■ About this task ■
From the line that contains "the green aquatic" down to the last line of the listing below, reproduce each line exactly but not the pictures.

---+---

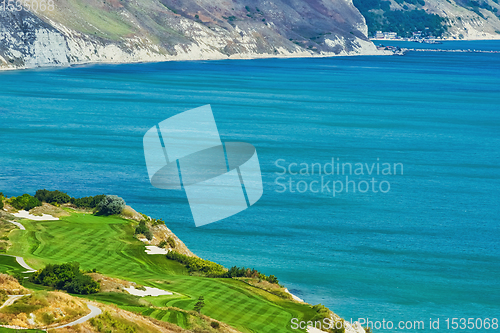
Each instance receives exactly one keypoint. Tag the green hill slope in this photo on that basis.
(108, 244)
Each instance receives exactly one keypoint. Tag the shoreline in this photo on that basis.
(179, 59)
(438, 39)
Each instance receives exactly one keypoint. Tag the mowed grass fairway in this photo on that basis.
(108, 244)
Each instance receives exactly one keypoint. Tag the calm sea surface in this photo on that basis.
(428, 248)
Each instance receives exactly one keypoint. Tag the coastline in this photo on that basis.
(301, 55)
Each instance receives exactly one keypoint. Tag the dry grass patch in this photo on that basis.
(44, 309)
(116, 320)
(11, 286)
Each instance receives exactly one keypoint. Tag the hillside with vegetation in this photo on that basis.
(91, 31)
(96, 252)
(472, 19)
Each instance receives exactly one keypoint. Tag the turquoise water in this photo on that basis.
(426, 249)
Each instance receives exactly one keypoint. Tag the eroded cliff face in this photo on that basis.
(467, 22)
(93, 31)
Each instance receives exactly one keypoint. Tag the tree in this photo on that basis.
(52, 196)
(111, 205)
(200, 304)
(25, 202)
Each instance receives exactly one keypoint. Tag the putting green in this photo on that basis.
(108, 244)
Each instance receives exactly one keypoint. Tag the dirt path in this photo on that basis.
(12, 299)
(94, 312)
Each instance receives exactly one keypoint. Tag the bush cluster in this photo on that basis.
(142, 228)
(212, 269)
(66, 277)
(52, 196)
(251, 273)
(58, 197)
(199, 265)
(111, 205)
(25, 202)
(87, 202)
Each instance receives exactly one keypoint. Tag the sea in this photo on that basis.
(413, 235)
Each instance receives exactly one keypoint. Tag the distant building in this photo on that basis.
(390, 35)
(386, 35)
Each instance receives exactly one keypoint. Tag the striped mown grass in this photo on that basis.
(108, 245)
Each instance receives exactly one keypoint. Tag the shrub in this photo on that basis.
(148, 234)
(25, 202)
(194, 264)
(250, 273)
(141, 228)
(52, 196)
(111, 205)
(88, 202)
(171, 242)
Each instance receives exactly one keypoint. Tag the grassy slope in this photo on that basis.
(107, 243)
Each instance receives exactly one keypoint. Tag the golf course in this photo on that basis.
(107, 244)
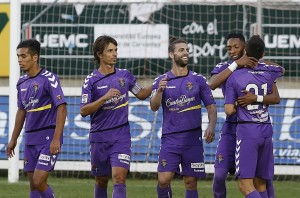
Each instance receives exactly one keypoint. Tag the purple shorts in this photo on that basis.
(105, 155)
(190, 157)
(38, 157)
(254, 158)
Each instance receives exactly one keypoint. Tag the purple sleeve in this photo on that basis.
(86, 91)
(205, 93)
(56, 92)
(230, 95)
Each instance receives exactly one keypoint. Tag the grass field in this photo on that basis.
(136, 188)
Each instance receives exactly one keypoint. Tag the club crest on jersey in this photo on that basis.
(121, 82)
(189, 86)
(164, 163)
(35, 87)
(220, 158)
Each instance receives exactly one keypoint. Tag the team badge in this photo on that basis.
(164, 163)
(220, 158)
(189, 86)
(121, 82)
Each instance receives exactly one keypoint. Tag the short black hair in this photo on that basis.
(100, 44)
(255, 47)
(173, 41)
(236, 35)
(33, 45)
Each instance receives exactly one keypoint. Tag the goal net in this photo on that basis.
(67, 31)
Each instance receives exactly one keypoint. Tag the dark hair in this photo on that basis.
(34, 46)
(100, 44)
(237, 35)
(255, 47)
(173, 41)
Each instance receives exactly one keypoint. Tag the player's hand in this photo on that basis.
(10, 149)
(54, 147)
(111, 93)
(246, 61)
(162, 84)
(246, 99)
(209, 135)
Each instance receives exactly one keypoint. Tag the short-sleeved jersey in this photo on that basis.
(218, 69)
(39, 96)
(259, 81)
(181, 102)
(112, 116)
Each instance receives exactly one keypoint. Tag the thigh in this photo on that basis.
(169, 158)
(100, 161)
(193, 161)
(120, 153)
(265, 164)
(247, 157)
(225, 154)
(46, 161)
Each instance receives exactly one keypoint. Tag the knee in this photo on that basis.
(101, 182)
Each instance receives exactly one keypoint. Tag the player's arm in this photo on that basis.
(156, 99)
(212, 120)
(218, 79)
(250, 98)
(61, 113)
(92, 107)
(19, 122)
(144, 93)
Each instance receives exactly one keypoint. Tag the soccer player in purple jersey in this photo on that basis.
(254, 147)
(105, 99)
(42, 103)
(180, 92)
(225, 154)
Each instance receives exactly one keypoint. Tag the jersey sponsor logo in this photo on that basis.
(84, 98)
(51, 78)
(44, 157)
(189, 86)
(102, 87)
(121, 82)
(197, 165)
(124, 157)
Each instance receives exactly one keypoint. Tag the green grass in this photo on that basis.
(136, 188)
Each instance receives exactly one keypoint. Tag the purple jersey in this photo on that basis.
(39, 96)
(112, 116)
(181, 103)
(259, 81)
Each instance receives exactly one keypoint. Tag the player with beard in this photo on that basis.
(225, 154)
(180, 92)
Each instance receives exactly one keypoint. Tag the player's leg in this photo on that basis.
(101, 168)
(225, 159)
(265, 165)
(46, 163)
(30, 161)
(270, 188)
(193, 167)
(168, 164)
(246, 165)
(120, 162)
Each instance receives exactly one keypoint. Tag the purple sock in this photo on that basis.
(35, 194)
(48, 193)
(100, 192)
(253, 194)
(191, 194)
(219, 185)
(270, 188)
(263, 194)
(119, 191)
(164, 192)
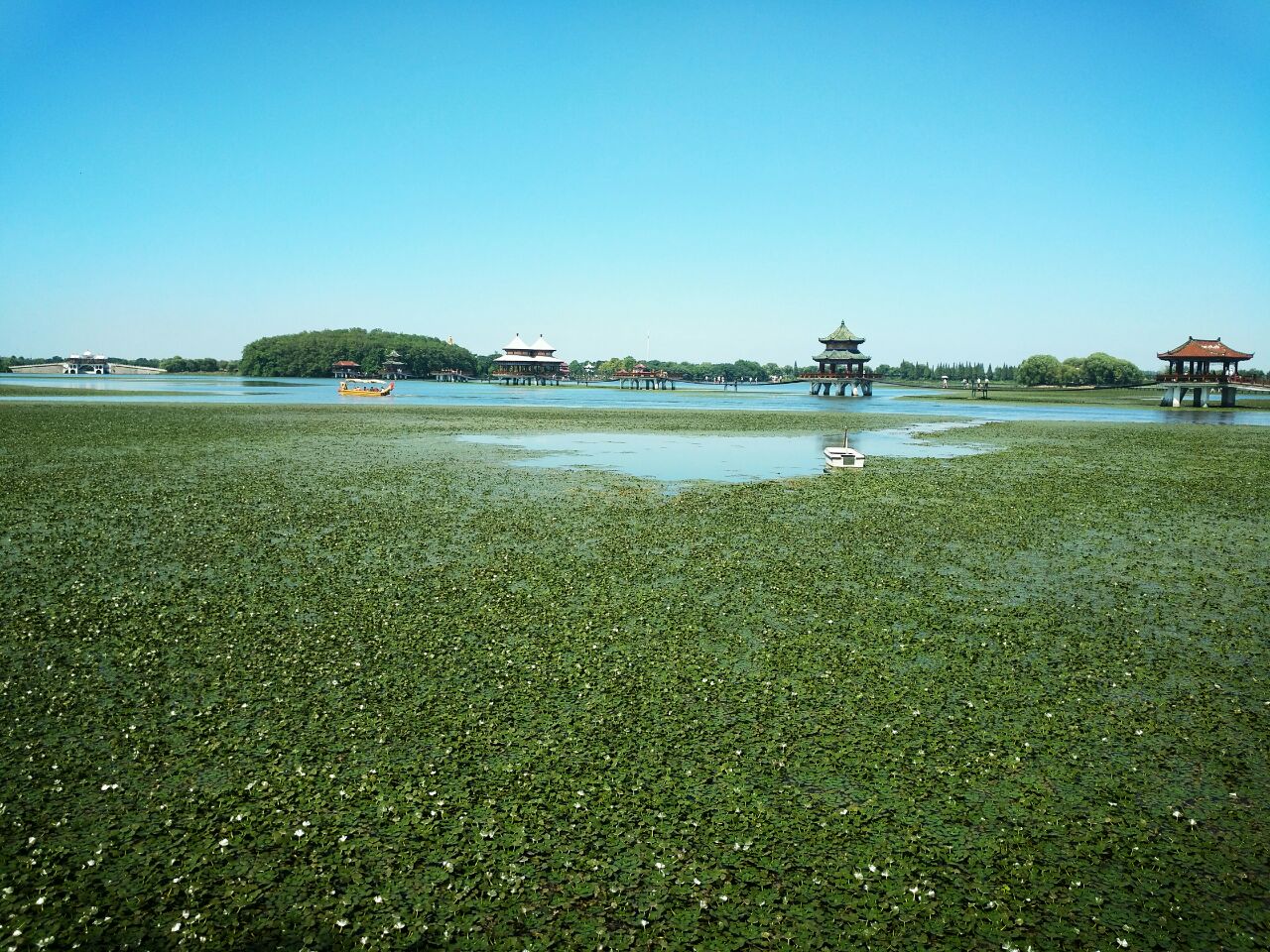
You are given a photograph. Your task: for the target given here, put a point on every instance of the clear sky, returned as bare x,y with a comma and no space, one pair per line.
956,180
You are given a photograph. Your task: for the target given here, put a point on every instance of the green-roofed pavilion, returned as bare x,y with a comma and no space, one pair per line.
841,366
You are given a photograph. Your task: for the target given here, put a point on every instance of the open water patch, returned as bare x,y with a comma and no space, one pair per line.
719,458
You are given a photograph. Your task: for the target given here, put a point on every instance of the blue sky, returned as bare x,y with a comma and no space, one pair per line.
961,180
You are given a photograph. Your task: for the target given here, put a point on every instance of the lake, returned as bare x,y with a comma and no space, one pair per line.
697,397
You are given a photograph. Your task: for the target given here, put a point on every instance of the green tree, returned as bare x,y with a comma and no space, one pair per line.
1039,370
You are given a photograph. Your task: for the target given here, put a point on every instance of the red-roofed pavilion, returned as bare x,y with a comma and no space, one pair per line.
1191,368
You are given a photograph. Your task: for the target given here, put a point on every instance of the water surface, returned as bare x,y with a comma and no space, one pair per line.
679,458
689,397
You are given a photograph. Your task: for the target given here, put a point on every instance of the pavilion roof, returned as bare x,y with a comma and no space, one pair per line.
1203,348
839,335
839,354
527,358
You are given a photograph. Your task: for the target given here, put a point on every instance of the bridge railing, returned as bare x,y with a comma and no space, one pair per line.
1203,379
841,375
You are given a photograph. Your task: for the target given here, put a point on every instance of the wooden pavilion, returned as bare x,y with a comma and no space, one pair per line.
839,366
530,363
1192,370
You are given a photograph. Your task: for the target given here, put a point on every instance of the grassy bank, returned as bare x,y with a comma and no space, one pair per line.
302,676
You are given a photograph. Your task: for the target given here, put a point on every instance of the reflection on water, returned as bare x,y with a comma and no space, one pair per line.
676,458
690,397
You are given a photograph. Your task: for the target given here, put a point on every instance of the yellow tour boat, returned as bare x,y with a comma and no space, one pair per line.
366,388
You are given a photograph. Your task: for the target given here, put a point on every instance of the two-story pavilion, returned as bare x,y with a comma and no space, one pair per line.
1192,368
530,363
841,366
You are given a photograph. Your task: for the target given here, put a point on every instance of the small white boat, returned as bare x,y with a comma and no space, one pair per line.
843,457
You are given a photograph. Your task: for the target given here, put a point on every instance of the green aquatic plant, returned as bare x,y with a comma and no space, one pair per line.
325,676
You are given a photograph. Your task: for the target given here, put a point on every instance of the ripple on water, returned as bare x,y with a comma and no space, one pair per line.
677,457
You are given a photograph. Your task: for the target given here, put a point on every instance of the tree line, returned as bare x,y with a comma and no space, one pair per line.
1097,370
312,353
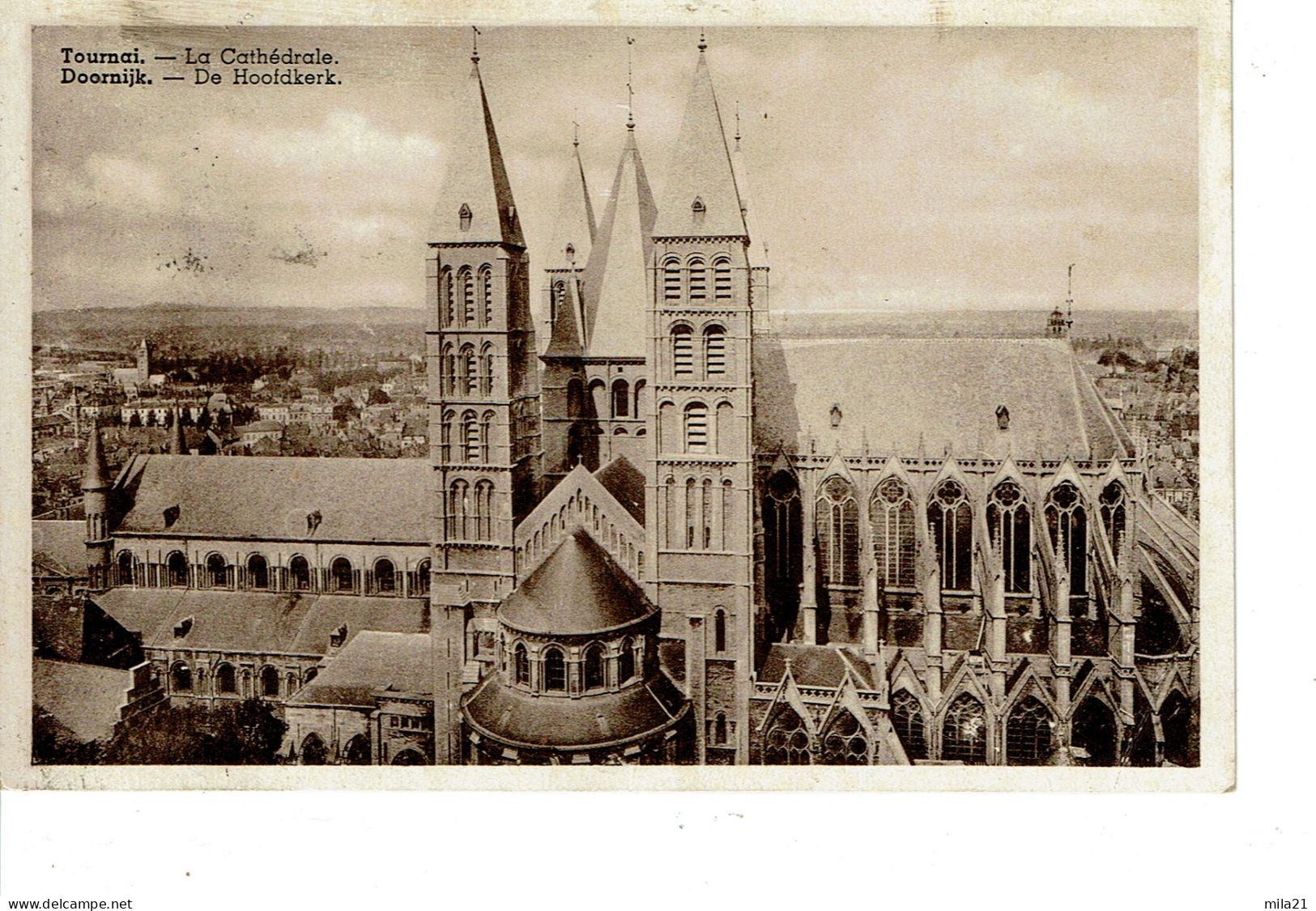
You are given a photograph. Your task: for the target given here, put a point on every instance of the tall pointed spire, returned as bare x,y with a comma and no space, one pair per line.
475,202
701,198
574,231
616,278
95,473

---+---

■ Expected answer ■
You are given a photograph. Your task: for the target given here, put a point on every instance of the green aquatic plant, returned as bare x,y with a comma and no space, one pair per line.
325,676
You are given a photograph. Your task: for the target given here, put a point on every instance of the ripple on water, returned as bare x,y with a comma and no space, one pair per line.
677,457
You are given a photograph. Your task: for the target given here, put a point on every instance of the tree line, returned as bare x,y with a comma and no space, one pair per line.
1097,370
312,353
You are given a photograph. Your task: for the target given here, put a point on every instance of the tall pointed spire, returned as bare x,y with a comma and no space, one pair per line.
475,202
701,198
574,231
616,278
95,473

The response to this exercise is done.